**EXCERPTED TEXT:**

Assessment shows metagenomics software has much room for improvement
A recent critical assessment of software tools represents a key step toward taming the "Wild West" nature of the burgeoning field of metagenomics, said an Oregon State University mathematical biologist who took part in the research.
Metagenomics refers to the science of genetically studying whole communities of microorganisms, as opposed to sequencing single species grown in culture.
"Microbes are ridiculously important to life," said David Koslicki, assistant professor of mathematics in the OSU College of Science. "They not only can cause terrible things to happen, like blight and disease, but in general, overwhelmingly, microbes are our friends. Without them doing their jobs, crops couldn't grow as well, it would be hard to digest our food, we might not get sleepy at appropriate times. Microbes are so fundamental to life, to health, we really need to know as much as we can about them."
Koslicki, a leader in a university-wide research and education program known as OMBI - the OSU Microbiome Initiative - described the findings, published recently in Nature Methods, as "sobering."
"There are not a lot of well-established, well-characterized computational techniques and tools that biologists can use," he said. "And the assessment showed that a lot of the tools being used do not do nearly as well as had been initially thought, so there's definitely room for improvement there.
"That said, depending on the situation that a biologist is interested in, there are definitely different tools that have proven to be the best so far."
Metagenomics is a relatively new field that developed quickly once next-generation sequencing grew inexpensive enough that looking at entire microbial communities became economically feasible, said Koslicki.
"The typical view of biology is a wet lab and everything like that, but a whole other facet has to do with these high-throughput ways of accessing genetic material," he said. "You end up with a ton of data, and when you end up with a ton of data, you introduce new problem: How do I get the important information out of it? You have to come up with an algorithm that allows biologists to answer the questions they find important: What critters are there, how many are there, what are they doing, are there any viruses? We need to answer those questions and not just answer them quickly but also have some sort of idea how accurate the answer is."

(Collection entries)
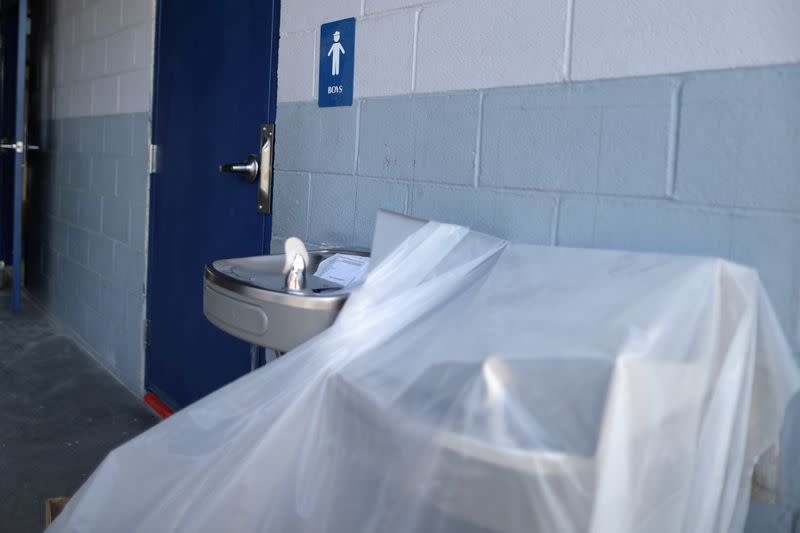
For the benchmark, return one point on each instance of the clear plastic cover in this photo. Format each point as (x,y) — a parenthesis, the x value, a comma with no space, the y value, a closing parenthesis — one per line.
(474,385)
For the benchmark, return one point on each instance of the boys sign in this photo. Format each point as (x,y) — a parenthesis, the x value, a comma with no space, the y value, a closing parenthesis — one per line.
(337,46)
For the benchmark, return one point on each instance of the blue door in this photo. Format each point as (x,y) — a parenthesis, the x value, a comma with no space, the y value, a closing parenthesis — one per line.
(13,140)
(215,85)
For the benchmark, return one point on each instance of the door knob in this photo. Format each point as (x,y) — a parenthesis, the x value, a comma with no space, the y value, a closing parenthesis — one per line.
(248,168)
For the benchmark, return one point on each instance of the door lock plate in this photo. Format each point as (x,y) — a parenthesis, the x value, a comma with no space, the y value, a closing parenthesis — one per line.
(267,155)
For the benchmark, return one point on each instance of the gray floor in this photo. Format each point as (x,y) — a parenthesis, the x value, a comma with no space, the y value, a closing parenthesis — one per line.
(60,414)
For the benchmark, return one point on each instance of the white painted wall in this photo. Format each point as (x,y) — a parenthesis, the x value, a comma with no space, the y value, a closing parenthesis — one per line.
(95,58)
(421,46)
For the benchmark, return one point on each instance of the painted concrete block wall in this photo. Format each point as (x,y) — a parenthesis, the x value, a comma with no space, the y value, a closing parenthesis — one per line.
(90,107)
(85,259)
(649,125)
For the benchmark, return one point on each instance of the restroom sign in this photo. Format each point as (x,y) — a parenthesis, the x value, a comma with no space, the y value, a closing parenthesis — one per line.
(337,47)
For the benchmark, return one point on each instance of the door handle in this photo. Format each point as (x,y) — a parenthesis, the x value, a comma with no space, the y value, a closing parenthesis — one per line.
(18,146)
(260,168)
(248,168)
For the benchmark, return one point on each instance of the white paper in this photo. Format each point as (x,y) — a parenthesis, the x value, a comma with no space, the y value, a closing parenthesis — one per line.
(343,269)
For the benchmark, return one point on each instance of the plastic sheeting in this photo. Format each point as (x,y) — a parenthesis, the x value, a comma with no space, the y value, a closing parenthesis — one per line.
(476,385)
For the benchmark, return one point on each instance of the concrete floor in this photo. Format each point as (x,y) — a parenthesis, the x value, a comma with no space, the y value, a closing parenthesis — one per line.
(60,414)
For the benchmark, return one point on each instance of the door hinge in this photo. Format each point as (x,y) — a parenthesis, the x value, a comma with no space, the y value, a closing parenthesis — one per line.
(154,159)
(146,333)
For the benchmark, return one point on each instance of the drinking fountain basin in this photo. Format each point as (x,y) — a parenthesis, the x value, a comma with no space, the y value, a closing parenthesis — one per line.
(248,298)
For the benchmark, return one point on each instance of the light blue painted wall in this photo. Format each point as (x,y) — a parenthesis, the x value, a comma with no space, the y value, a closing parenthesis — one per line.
(85,263)
(705,163)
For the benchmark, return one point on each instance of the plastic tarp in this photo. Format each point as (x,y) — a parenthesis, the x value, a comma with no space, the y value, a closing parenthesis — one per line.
(475,385)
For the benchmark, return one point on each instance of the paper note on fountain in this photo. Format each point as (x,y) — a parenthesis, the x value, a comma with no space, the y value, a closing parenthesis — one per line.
(343,269)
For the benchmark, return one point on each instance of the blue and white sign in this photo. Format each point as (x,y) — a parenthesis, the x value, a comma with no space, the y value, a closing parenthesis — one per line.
(337,47)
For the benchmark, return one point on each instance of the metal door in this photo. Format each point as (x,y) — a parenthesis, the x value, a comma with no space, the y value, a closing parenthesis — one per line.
(13,142)
(215,86)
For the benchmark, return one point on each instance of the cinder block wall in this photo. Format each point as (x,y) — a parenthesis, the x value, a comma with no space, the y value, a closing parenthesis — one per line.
(649,125)
(90,109)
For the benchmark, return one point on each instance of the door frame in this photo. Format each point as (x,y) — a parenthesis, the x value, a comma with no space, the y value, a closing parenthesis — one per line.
(150,268)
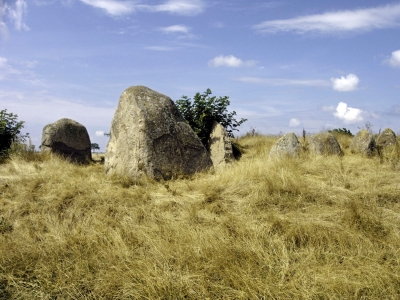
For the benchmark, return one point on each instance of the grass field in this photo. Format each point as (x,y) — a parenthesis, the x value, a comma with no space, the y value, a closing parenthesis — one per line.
(316,227)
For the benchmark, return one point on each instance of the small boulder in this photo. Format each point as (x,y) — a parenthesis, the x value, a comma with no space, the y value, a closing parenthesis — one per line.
(363,143)
(220,146)
(68,138)
(287,145)
(324,143)
(150,137)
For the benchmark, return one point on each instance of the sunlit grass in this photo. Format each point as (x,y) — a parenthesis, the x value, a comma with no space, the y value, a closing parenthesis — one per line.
(316,227)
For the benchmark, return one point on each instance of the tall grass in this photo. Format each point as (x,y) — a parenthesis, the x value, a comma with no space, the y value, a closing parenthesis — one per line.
(316,227)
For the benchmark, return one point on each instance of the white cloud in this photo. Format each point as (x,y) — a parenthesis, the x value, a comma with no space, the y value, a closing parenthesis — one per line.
(175,29)
(179,7)
(230,61)
(284,81)
(335,22)
(119,8)
(15,13)
(348,114)
(160,48)
(394,60)
(294,122)
(328,108)
(6,69)
(112,7)
(345,84)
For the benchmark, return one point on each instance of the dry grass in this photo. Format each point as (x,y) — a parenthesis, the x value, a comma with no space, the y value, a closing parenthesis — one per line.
(311,228)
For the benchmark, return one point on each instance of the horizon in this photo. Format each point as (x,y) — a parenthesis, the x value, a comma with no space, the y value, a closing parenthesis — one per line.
(285,65)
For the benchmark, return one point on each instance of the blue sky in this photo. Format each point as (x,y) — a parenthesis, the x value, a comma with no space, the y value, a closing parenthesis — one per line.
(286,65)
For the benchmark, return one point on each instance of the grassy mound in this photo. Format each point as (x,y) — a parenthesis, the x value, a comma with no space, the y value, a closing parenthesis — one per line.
(316,227)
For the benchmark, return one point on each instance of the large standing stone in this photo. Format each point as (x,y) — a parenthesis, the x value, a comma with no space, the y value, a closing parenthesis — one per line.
(363,143)
(220,146)
(287,145)
(68,138)
(324,143)
(149,136)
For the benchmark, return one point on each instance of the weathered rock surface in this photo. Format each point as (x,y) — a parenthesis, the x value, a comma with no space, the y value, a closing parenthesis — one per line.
(287,145)
(150,137)
(68,138)
(220,146)
(363,143)
(324,143)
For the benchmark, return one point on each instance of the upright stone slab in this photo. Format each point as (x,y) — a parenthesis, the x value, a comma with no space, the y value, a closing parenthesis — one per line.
(220,146)
(324,143)
(68,138)
(287,145)
(149,136)
(363,143)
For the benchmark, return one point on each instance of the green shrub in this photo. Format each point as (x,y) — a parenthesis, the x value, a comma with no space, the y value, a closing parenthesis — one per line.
(205,109)
(10,132)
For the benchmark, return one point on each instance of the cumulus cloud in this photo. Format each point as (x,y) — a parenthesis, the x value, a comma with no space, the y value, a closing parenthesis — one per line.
(348,114)
(15,13)
(175,29)
(284,81)
(345,84)
(6,69)
(294,122)
(230,61)
(119,8)
(380,17)
(179,7)
(394,60)
(112,7)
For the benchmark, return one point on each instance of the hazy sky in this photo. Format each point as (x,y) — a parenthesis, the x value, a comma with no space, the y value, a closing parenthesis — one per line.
(286,65)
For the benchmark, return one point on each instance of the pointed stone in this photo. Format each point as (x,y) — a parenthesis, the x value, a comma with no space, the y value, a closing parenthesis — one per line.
(150,137)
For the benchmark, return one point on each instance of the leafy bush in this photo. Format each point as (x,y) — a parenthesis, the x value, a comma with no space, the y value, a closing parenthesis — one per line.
(343,131)
(205,109)
(10,131)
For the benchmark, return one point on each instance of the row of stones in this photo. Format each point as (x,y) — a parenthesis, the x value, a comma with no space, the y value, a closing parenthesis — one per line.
(148,136)
(326,143)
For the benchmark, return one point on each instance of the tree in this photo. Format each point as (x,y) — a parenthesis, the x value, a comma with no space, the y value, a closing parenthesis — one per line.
(10,131)
(95,146)
(205,109)
(343,131)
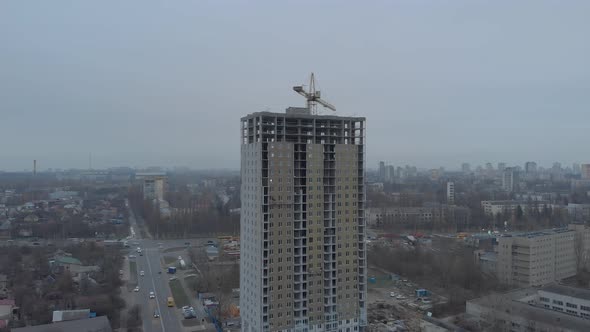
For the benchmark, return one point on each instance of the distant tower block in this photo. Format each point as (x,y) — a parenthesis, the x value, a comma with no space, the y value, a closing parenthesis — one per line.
(451,193)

**ACTIVITY 1:** Transcribe the metagenomics article, everything from "Assessment shows metagenomics" down to "grown in culture.".
**ACTIVITY 2:** Go on with the article on metagenomics software from the point where it stops.

**TASK RESULT 1:**
Assessment shows metagenomics software has much room for improvement
A recent critical assessment of software tools represents a key step toward taming the "Wild West" nature of the burgeoning field of metagenomics, said an Oregon State University mathematical biologist who took part in the research.
Metagenomics refers to the science of genetically studying whole communities of microorganisms, as opposed to sequencing single species grown in culture.

**TASK RESULT 2:**
The dizzying array of tools biologists are using to try to answer those questions is "kind of like the Wild West," Koslicki said. "If you want to learn what bacteria are in a sample, there are no less than three or four dozen different tools people have come up with, and in a rather disjointed manner. You have teams of statisticians, mathematicians, biologists, microbiologists, engineers all looking at this from their own perspectives and coming up with their own tools. Then the end-user biologist comes along and is faced with 40 different tools, and how do they know how good they are at answering the questions they need answered?"
Koslicki's research, known as the CAMI challenge - critical assessment of metagenome interpretation -was aimed at ranking those tools to provide a road map for biologists.
"The challenge engaged the global developer community to benchmark their programs on highly complex and realistic data sets, generated from roughly 700 newly sequenced microorganisms and about 600 novel viruses and plasmids and representing common experimental setups," he said. "This was an independent initiative. Typically when tools are compared, it's attached to the publication of a new method that's compared to other tools that do worse, so the new method looks good. There hasn't been a lot of independent research into which tools actually work, how well they work, what kind of data do they well on, etc."